- _Aim_:
Pull out every line of the records below that contains the word "bare".

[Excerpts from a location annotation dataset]
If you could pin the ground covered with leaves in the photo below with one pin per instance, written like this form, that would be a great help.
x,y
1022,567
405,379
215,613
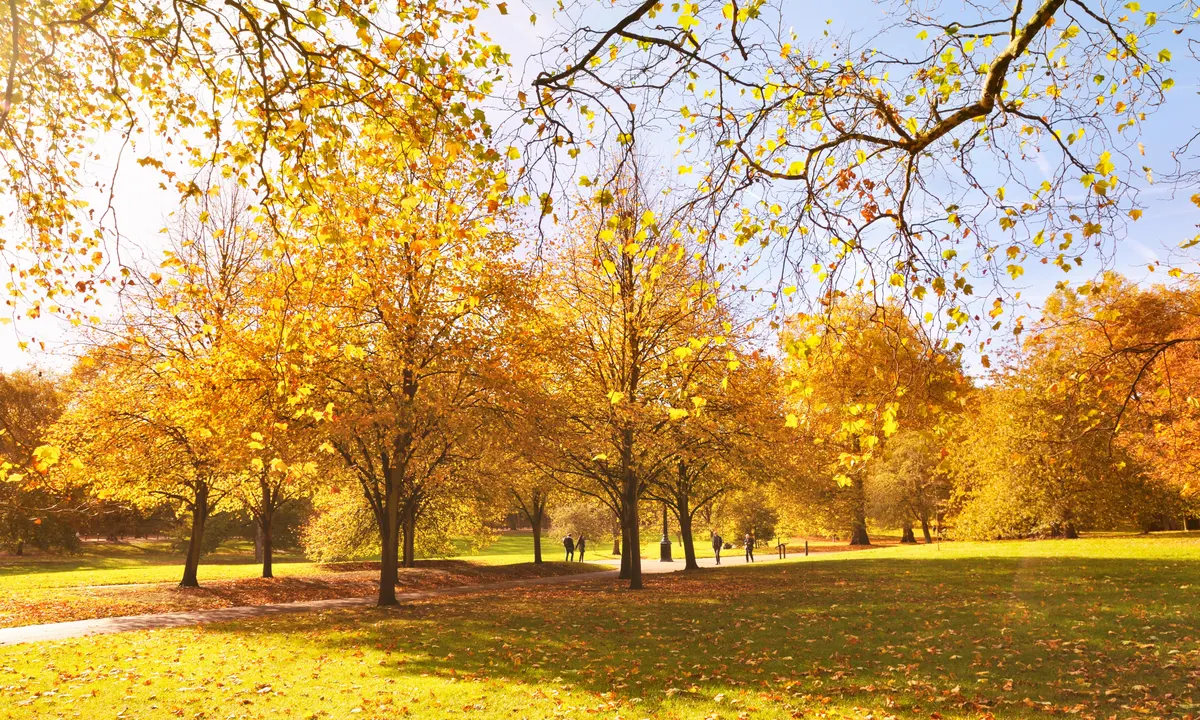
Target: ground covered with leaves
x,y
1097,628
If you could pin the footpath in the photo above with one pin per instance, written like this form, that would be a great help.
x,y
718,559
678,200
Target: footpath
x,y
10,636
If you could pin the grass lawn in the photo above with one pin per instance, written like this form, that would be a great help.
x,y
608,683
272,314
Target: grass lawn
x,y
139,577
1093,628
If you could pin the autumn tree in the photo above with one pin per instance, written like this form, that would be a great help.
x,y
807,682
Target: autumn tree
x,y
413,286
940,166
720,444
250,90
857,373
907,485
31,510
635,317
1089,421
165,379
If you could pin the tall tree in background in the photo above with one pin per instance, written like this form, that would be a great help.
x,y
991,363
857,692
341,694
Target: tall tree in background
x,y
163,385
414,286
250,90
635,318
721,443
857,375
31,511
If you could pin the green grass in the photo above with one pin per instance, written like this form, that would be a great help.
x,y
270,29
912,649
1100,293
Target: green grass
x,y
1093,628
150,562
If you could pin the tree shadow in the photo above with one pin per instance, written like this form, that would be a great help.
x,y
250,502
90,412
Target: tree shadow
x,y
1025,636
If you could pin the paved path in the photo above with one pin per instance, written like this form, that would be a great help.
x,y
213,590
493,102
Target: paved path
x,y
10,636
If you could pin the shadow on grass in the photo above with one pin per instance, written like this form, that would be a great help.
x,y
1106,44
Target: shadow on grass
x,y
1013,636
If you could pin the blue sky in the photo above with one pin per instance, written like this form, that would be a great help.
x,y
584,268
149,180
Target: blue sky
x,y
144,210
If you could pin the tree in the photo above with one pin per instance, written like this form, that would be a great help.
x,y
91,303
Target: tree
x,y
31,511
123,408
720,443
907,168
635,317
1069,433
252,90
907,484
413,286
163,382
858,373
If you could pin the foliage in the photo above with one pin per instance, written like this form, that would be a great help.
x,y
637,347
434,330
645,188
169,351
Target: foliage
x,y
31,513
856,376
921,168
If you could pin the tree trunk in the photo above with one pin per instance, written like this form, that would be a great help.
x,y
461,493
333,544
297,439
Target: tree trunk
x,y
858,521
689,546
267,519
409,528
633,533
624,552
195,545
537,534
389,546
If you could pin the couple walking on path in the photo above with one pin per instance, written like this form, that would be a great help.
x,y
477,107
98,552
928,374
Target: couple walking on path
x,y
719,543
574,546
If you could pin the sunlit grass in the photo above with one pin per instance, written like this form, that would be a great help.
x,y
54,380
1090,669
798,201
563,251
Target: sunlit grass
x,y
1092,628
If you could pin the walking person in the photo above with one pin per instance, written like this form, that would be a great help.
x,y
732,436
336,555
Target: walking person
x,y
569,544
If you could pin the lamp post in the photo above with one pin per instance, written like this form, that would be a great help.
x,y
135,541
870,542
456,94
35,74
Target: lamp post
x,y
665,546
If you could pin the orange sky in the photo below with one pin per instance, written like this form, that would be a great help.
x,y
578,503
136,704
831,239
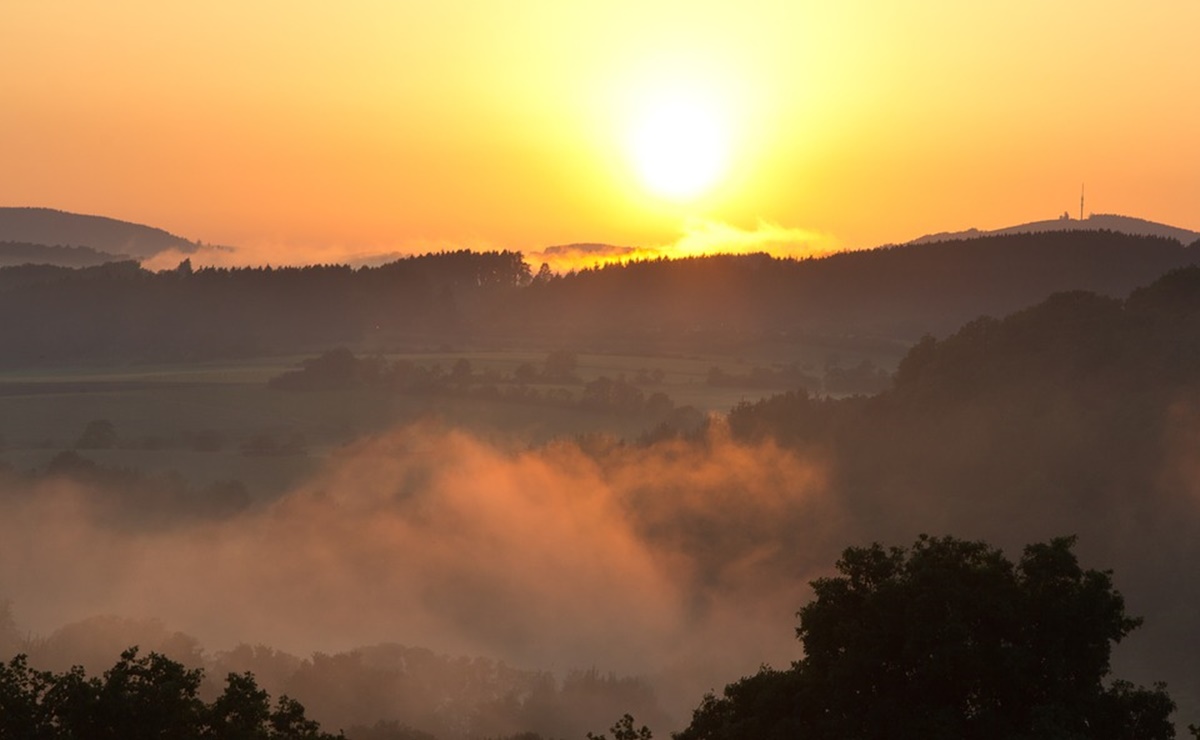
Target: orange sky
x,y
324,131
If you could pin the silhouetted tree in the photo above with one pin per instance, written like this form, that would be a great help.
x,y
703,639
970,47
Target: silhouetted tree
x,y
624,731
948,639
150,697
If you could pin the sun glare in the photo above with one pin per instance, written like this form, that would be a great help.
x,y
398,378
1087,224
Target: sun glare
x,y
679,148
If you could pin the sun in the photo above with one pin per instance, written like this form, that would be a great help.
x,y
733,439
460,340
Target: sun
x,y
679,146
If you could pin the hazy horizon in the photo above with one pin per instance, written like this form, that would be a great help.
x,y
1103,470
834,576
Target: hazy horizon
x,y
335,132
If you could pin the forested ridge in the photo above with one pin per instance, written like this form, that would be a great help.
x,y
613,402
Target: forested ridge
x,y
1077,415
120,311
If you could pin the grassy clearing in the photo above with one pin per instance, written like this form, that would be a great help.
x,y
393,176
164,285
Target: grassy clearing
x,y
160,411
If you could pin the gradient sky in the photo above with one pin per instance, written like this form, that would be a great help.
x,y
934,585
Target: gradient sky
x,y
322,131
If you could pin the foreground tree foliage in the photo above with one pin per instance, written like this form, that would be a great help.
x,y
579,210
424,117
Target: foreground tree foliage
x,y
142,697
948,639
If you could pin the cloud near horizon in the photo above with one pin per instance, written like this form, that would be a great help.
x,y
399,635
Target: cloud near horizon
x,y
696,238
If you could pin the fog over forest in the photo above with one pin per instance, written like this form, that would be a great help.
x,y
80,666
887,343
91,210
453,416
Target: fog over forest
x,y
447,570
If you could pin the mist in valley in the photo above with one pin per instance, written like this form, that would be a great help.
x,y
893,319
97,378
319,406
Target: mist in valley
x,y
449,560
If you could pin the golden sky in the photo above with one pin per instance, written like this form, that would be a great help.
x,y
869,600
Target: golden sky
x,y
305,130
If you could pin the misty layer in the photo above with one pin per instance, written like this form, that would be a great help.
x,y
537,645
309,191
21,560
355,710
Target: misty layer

* * *

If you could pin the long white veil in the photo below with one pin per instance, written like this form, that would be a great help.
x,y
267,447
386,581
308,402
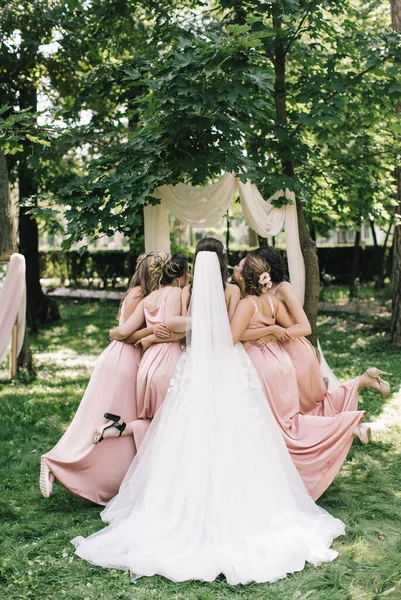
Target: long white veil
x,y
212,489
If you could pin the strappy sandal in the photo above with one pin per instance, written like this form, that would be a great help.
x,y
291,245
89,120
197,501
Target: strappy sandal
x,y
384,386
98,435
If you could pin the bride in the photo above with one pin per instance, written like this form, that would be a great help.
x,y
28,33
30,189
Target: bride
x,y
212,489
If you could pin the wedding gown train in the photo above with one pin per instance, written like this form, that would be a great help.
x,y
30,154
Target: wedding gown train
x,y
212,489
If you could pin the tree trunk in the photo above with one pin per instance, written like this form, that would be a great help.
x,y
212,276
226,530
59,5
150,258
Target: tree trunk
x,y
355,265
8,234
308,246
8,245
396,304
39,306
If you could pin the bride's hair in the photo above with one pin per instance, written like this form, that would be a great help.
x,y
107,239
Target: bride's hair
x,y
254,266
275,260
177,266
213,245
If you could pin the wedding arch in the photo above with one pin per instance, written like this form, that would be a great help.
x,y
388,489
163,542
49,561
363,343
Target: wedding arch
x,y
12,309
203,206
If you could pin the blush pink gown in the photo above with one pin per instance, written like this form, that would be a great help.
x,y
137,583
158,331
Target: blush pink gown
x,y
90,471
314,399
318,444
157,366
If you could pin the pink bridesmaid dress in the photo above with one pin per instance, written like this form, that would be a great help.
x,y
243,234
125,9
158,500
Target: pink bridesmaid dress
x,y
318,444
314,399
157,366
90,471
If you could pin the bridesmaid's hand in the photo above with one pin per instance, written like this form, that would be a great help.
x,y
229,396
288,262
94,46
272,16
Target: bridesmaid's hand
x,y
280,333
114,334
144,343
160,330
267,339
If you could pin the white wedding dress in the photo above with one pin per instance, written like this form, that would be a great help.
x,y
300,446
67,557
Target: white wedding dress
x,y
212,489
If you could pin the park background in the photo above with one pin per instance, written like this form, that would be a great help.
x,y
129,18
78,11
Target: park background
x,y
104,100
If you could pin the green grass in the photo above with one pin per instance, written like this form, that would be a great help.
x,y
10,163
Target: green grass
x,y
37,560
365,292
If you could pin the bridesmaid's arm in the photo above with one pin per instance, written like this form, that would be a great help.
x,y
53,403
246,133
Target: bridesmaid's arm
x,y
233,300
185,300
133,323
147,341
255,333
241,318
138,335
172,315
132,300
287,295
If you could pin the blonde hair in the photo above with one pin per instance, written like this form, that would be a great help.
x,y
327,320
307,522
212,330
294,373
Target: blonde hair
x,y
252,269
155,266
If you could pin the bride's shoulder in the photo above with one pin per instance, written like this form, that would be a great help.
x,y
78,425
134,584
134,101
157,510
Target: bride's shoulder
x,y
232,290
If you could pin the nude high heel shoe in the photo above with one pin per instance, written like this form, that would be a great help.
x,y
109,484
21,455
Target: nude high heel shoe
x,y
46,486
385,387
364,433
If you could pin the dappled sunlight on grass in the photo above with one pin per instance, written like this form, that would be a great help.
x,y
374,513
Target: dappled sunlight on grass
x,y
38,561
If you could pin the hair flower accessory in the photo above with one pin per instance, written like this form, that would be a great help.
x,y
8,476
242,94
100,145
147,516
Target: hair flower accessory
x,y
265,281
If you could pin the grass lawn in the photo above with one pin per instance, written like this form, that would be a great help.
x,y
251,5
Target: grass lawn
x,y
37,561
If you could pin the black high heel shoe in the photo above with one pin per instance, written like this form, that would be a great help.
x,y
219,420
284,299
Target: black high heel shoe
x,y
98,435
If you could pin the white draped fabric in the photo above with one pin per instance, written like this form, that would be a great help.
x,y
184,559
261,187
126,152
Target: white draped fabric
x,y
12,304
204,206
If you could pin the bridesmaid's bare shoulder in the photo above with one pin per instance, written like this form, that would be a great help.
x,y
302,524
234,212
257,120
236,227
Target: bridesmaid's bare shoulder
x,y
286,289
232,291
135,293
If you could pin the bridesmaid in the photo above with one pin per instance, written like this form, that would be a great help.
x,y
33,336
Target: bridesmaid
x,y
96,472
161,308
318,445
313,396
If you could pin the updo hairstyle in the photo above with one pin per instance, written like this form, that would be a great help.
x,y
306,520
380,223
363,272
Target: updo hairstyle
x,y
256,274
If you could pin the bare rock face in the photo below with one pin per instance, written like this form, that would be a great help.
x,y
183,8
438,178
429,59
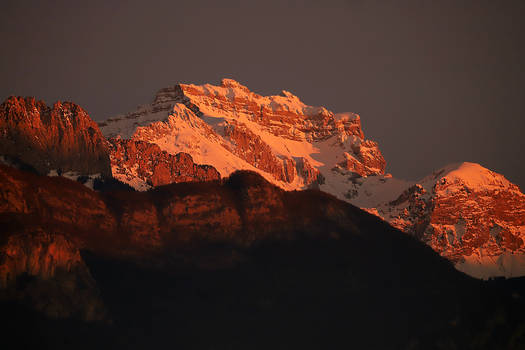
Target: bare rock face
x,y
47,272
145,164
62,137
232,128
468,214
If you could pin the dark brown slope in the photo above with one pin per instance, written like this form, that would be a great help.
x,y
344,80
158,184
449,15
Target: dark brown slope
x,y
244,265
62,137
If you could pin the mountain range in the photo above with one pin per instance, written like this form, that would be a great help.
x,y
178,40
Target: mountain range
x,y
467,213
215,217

- _Full solution_:
If you could pin the bridesmaid's bare shoulder in the photo above with one pin per instance, written like this form, that would be a great help.
Target: bridesmaid's bare shoulder
If you could pin the bare rock face in the photo below with one pin per instance, written like this form, that would be a great help.
Target: bare rock face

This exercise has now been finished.